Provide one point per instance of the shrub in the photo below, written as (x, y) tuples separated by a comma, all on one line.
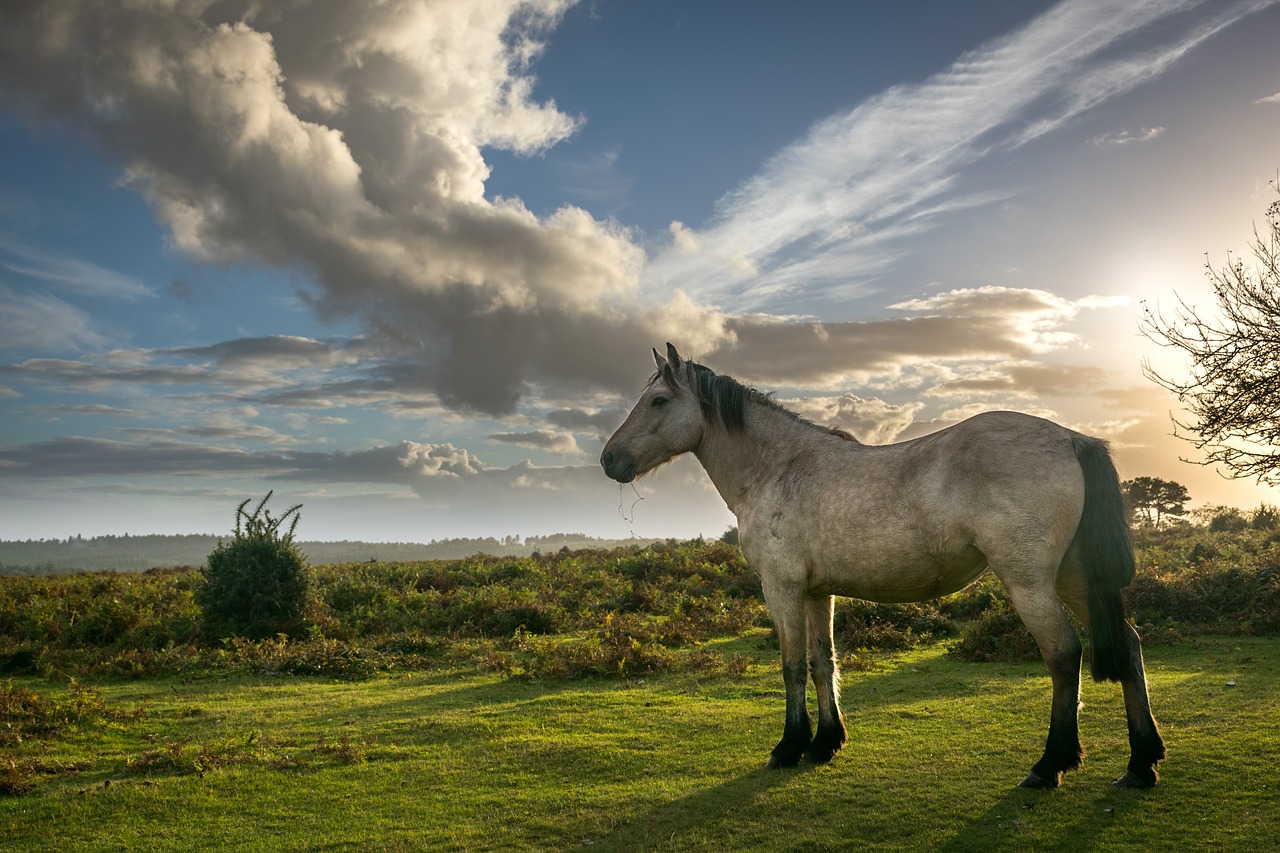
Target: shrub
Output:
[(259, 584), (997, 635)]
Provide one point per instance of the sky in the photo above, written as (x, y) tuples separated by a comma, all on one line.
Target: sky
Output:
[(403, 261)]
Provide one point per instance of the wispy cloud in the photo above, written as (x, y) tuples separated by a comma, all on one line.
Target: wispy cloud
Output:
[(830, 211), (44, 323), (545, 439), (1128, 137), (69, 274)]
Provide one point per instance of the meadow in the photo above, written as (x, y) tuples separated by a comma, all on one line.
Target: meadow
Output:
[(617, 699)]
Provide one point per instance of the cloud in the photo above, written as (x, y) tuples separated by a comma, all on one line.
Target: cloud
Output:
[(992, 324), (71, 274), (1127, 137), (44, 323), (872, 422), (344, 138), (545, 439), (827, 215)]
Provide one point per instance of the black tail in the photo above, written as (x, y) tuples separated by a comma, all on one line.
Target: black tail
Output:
[(1105, 547)]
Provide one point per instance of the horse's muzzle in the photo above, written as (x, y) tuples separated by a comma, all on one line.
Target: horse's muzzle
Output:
[(618, 466)]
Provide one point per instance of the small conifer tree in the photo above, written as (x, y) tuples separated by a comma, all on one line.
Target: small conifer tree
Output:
[(259, 584)]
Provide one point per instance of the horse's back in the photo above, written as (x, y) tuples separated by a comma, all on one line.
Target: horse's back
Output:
[(922, 518)]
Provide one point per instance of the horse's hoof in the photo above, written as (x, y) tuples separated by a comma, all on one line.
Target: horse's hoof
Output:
[(1036, 780), (824, 747), (1136, 780)]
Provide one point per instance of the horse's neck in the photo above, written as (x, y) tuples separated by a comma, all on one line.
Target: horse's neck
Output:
[(739, 463)]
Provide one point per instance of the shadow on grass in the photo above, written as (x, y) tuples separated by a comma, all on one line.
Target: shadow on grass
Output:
[(671, 820), (1004, 825)]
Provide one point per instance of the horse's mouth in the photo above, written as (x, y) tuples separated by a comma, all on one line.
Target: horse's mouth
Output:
[(617, 466)]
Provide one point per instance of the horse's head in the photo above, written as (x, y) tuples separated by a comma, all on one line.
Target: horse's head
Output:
[(666, 422)]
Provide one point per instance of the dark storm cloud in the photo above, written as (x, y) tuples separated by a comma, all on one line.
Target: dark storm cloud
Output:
[(344, 138)]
☆ ☆ ☆
# [TASK OBJECTIVE]
Search the entries for the word "tree", then gather every line that has it.

# [RESULT OF THIS EXERCISE]
Provide one point per instance of the small conifer tree in the photo above, written as (x, y) tuples separated by a comma, all on one line.
Target: small conifer tree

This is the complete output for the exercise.